▶ _Task objective_
List every line of the items below that contains the word "treat".

▶ _Records supplied_
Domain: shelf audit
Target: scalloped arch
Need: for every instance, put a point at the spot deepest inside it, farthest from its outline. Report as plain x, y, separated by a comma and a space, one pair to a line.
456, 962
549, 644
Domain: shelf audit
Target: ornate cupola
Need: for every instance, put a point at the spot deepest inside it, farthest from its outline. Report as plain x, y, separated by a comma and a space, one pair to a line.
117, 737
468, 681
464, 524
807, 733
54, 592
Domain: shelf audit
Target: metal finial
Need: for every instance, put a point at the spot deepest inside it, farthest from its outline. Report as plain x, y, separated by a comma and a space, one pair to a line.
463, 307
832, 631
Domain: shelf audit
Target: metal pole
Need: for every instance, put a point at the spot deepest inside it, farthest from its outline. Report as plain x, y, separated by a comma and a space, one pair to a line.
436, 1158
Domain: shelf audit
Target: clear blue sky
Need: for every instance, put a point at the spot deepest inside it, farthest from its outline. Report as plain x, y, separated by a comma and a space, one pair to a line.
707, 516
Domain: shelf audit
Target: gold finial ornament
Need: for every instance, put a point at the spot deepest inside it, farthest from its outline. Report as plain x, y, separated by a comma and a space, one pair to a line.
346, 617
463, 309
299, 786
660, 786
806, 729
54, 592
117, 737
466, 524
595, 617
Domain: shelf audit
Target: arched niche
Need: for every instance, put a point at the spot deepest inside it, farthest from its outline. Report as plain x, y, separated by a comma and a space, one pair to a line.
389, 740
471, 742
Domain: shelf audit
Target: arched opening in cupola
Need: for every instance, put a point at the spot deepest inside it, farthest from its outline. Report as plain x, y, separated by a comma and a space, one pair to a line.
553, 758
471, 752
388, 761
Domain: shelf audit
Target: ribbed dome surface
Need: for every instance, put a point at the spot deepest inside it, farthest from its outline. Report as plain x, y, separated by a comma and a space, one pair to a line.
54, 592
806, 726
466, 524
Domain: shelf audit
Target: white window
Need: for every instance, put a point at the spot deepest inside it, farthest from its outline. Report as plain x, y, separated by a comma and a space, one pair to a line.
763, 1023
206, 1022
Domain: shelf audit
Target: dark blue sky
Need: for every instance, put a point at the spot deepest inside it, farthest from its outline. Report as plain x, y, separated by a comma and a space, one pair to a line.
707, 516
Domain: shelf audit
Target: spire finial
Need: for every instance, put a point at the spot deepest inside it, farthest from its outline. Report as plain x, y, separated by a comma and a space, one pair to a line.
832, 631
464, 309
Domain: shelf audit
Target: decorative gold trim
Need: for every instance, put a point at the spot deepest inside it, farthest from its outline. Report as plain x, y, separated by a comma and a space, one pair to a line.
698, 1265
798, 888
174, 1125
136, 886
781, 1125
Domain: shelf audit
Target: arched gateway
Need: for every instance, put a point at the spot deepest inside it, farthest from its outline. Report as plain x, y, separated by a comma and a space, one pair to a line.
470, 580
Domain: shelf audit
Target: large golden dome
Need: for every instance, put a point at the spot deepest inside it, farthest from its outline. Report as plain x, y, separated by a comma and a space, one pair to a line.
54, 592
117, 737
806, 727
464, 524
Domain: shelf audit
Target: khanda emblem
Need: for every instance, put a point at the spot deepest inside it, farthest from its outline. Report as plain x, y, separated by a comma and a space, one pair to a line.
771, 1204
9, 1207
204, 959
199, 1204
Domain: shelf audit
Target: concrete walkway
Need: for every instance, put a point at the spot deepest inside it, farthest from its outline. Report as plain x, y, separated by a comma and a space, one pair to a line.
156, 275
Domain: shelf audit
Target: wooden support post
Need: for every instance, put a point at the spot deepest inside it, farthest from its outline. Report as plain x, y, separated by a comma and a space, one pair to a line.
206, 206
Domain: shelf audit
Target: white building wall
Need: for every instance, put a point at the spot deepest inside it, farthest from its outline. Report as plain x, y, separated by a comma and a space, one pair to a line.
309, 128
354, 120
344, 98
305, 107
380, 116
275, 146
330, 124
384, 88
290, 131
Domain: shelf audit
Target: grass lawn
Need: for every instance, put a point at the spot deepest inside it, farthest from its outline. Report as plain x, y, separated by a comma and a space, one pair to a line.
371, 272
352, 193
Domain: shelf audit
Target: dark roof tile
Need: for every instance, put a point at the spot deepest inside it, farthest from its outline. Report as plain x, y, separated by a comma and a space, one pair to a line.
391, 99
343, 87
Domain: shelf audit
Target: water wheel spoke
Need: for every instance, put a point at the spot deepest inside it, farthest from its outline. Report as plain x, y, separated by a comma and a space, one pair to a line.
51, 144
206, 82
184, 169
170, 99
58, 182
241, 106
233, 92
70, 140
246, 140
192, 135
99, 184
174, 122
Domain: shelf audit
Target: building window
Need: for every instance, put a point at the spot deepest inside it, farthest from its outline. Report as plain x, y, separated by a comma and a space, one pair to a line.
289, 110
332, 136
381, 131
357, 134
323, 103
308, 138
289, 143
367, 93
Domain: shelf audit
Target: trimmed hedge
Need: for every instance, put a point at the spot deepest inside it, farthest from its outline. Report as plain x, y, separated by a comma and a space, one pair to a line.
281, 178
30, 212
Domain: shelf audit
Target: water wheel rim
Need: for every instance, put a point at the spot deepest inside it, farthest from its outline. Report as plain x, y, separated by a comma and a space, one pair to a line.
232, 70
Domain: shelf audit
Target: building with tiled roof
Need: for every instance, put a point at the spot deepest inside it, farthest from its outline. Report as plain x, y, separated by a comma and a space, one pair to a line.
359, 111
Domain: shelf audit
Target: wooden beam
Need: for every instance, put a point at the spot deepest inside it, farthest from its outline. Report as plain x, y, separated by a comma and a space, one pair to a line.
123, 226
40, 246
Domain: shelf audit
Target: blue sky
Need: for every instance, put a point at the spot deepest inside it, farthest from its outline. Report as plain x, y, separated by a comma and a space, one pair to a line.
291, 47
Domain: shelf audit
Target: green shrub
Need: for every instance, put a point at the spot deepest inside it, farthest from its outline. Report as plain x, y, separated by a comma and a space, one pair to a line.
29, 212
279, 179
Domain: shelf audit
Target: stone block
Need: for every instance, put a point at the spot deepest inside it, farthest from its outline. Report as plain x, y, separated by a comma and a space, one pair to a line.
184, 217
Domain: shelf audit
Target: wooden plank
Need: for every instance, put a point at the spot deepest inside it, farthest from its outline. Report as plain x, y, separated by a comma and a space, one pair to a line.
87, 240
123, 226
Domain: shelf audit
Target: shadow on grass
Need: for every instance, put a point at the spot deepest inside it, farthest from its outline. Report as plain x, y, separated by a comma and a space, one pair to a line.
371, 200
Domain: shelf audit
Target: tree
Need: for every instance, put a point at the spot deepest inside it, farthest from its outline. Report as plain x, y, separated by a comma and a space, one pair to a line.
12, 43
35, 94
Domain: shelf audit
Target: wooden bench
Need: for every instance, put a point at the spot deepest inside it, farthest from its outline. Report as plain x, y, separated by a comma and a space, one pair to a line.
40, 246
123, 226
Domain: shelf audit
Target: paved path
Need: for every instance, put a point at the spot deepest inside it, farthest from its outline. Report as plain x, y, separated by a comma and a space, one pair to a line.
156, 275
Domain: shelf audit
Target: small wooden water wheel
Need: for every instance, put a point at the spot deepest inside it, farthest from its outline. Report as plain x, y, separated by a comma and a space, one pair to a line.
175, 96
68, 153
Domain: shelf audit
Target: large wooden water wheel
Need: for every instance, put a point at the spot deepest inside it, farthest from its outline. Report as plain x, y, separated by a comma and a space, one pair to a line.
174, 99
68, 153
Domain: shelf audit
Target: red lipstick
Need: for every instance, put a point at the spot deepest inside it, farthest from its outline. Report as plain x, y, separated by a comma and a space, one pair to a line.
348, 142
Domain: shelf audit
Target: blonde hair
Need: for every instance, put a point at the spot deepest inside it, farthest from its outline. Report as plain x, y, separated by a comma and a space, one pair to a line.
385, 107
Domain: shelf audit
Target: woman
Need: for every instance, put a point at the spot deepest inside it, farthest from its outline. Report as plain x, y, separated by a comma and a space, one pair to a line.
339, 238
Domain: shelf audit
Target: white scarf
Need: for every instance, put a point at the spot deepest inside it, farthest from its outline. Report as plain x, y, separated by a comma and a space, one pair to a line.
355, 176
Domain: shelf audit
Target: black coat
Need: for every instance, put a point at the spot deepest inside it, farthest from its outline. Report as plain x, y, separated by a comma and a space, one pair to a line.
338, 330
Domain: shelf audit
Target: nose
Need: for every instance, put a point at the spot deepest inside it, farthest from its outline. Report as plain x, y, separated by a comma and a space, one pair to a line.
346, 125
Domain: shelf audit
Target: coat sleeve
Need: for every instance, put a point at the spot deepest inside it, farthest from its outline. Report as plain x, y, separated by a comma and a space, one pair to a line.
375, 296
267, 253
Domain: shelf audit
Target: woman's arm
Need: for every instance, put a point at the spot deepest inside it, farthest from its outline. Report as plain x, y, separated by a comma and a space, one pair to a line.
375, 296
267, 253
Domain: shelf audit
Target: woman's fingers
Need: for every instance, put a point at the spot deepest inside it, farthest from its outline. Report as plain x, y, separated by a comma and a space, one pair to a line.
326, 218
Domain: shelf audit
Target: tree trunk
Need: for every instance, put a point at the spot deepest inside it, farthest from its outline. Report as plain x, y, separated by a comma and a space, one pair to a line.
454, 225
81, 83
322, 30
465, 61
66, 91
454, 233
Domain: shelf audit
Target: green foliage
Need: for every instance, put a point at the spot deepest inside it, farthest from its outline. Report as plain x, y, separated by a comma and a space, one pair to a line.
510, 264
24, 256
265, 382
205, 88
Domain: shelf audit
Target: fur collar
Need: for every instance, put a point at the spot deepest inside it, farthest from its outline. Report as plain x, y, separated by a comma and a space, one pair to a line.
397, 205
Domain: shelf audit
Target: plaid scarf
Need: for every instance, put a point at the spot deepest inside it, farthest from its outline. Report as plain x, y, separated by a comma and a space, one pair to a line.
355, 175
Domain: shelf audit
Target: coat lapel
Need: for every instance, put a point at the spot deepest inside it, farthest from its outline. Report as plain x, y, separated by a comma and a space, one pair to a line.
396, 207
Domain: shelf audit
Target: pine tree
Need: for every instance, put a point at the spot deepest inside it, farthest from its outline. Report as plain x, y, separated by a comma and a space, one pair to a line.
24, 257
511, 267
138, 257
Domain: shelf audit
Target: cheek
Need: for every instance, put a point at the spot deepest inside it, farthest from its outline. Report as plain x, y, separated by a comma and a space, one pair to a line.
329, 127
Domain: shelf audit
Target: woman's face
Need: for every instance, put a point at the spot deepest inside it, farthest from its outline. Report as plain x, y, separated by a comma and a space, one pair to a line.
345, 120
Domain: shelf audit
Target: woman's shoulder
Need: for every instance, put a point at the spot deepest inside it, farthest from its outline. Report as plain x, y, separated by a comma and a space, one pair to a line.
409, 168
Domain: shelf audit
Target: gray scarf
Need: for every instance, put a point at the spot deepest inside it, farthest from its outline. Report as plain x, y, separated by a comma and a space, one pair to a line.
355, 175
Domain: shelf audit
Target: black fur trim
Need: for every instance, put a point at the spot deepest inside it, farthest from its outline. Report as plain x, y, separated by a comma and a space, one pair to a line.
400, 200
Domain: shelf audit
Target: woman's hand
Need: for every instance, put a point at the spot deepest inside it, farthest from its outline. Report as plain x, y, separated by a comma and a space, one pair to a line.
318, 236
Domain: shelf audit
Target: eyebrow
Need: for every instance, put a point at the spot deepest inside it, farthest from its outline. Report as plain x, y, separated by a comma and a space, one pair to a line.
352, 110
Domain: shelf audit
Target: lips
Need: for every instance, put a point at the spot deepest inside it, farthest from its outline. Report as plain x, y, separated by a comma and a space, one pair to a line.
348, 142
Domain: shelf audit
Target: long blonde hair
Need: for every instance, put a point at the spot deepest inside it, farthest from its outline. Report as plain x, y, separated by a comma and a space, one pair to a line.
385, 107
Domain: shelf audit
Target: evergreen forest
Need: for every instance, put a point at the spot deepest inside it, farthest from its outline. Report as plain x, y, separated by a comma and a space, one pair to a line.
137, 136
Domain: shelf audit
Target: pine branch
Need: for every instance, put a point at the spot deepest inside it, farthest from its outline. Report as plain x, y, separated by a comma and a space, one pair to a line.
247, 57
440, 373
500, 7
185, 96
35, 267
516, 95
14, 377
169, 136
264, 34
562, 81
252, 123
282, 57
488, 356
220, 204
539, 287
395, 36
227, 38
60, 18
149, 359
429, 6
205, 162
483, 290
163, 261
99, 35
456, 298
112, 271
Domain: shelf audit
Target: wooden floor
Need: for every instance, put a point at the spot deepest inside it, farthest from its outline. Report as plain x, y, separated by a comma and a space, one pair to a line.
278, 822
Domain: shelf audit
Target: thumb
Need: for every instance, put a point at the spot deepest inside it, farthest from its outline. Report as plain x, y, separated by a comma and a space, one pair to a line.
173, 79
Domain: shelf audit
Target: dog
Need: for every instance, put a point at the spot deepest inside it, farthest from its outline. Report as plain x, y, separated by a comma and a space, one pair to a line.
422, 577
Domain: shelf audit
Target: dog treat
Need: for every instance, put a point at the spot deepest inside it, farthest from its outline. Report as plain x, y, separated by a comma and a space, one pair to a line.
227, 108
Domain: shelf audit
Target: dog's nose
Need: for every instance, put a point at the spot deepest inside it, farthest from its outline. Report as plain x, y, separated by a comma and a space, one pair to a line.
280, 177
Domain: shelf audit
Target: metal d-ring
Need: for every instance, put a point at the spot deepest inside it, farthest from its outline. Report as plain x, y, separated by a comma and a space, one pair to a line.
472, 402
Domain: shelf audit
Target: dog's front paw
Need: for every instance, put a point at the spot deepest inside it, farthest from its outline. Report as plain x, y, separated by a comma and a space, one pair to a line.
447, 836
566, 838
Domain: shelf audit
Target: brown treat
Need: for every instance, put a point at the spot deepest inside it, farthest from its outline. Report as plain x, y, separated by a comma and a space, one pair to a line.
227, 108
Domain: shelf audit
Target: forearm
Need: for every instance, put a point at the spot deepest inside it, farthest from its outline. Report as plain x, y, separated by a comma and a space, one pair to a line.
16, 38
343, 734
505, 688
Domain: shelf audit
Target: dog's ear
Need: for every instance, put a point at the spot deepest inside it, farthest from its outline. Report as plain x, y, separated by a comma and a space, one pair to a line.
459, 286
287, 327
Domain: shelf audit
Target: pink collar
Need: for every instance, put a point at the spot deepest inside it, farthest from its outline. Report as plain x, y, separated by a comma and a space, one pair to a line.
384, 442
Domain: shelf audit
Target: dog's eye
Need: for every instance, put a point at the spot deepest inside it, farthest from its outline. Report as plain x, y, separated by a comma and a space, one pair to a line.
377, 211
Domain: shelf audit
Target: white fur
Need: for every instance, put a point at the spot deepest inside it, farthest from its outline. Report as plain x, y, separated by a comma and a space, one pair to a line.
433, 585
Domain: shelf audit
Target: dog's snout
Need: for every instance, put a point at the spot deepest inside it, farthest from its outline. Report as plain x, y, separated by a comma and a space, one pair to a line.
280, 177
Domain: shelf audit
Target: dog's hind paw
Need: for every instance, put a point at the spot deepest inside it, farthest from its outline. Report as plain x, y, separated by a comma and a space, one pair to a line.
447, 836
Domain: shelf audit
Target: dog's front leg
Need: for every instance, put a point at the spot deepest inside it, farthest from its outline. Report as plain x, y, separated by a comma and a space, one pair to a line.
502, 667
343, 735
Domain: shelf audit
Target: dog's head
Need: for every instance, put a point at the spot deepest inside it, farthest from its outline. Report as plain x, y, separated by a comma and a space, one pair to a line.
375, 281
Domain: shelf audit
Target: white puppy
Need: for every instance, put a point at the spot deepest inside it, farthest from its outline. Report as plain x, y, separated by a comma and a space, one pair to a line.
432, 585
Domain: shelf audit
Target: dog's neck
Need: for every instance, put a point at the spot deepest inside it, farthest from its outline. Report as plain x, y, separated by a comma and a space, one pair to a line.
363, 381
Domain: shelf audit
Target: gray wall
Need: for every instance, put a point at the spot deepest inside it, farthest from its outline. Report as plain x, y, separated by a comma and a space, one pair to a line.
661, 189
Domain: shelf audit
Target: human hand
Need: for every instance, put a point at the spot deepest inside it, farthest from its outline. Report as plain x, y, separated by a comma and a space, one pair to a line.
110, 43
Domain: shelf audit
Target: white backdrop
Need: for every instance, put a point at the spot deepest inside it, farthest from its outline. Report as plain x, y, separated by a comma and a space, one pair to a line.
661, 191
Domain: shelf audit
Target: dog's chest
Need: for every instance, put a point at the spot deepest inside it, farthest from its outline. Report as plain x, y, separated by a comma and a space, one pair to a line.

▶ _Worked answer_
Target: dog treat
Target: brown treat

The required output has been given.